EXCERPT PROVIDED:
====================
Let's say I have a bunch of columns, and many of them contain "start_time" in their column names. How do I count the number of NA
values in each of those columns and display the answer separately (NOT as a sum of all NA
values found).
example output:
abc_start_time
## 5
xyz_start_time
## 1
ggg_start_time_end
## 0
or something similar.
CodePudding user response:
Use colSums()
to sum the TRUE/FALSE with grep()
to identify all the desired columns:
colSums(is.na(df[grep("start_time", names(df))]))
# abc_start_time xyz_start_time ggg_start_time_end
# 5 2 0
The part is.na(df[grep("start_time", names(df))]
will return a boolean matrix (TRUE/FALSE) of all the columns with "starts_with" in the name. The colSums()
part will sum all the TRUE
as 1 and FALSE
as 0 by column.
Data
df <- data.frame(abc_start_time = seq.Date(as.Date("2023/01/01"), as.Date("2023/01/30"), by = "day"),
xyz_start_time = seq.Date(as.Date("2023/01/01"), as.Date("2023/01/30"), by = "day"),
ggg_start_time_end = seq.Date(as.Date("2023/01/01"), as.Date("2023/01/30"), by = "day"),
another_column = seq.Date(as.Date("2023/01/01"), as.Date("2023/01/30"), by = "day"))
====================
SOURCE MATERIAL:

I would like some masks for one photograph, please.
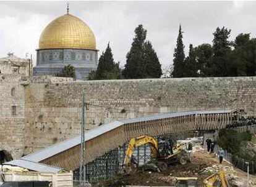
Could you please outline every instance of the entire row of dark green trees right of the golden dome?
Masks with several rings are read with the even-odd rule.
[[[224,26],[216,28],[212,44],[204,43],[197,47],[190,44],[189,54],[186,57],[182,41],[183,32],[179,25],[173,63],[170,63],[168,77],[255,76],[256,39],[250,38],[249,33],[241,33],[234,41],[229,41],[230,34],[231,30]],[[87,79],[144,79],[161,78],[162,75],[158,55],[151,42],[147,40],[147,30],[143,25],[139,25],[135,28],[124,69],[120,68],[119,62],[114,61],[108,43],[99,58],[97,69],[92,71]]]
====================
WORK REQUEST 1:
Answer these from the R forum thread on counting NA values:
(a) Which function does the reply use to pick out the columns whose names contain "start_time"?
(b) In the example output given in the question, what count appears for ggg_start_time_end?
(c) What first and last dates do the sequences in the sample data frame use?
WORK REQUEST 2: Carry on the R forum thread about counting NA values per column from the point where it stops.

ANSWER 1:
(a) grep()
(b) 0
(c) 2023/01/01 and 2023/01/30

ANSWER 2:
df[c(1,3,5:7), 1] <- NA
df[c(6,7), 2] <- NA
CodePudding user response:
You could do:
lapply(df[grep("start_time", names(df))], function(x) sum(is.na(x)))
#> $abc_start_time
#> [1] 1
#>
#> $def_start_time
#> [1] 2
Data used
df <- data.frame(abc_start_time = c(NA, 1, 2),
def_start_time = c(NA, NA, 3),
abc_end_time = c(NA, 2, 2))
CodePudding user response:
Using dplyr
library(dplyr)
df %>%
summarise(across(contains('start_time'), ~ sum(is.na(.x))))
abc_start_time def_start_time
1 1 2
CodePudding user response:
We could use map_df()
from purrr
package:
library(dplyr)
library(purrr)
df %>%
select(contains("start_time")) %>%
map_df(~sum(is.na(.)))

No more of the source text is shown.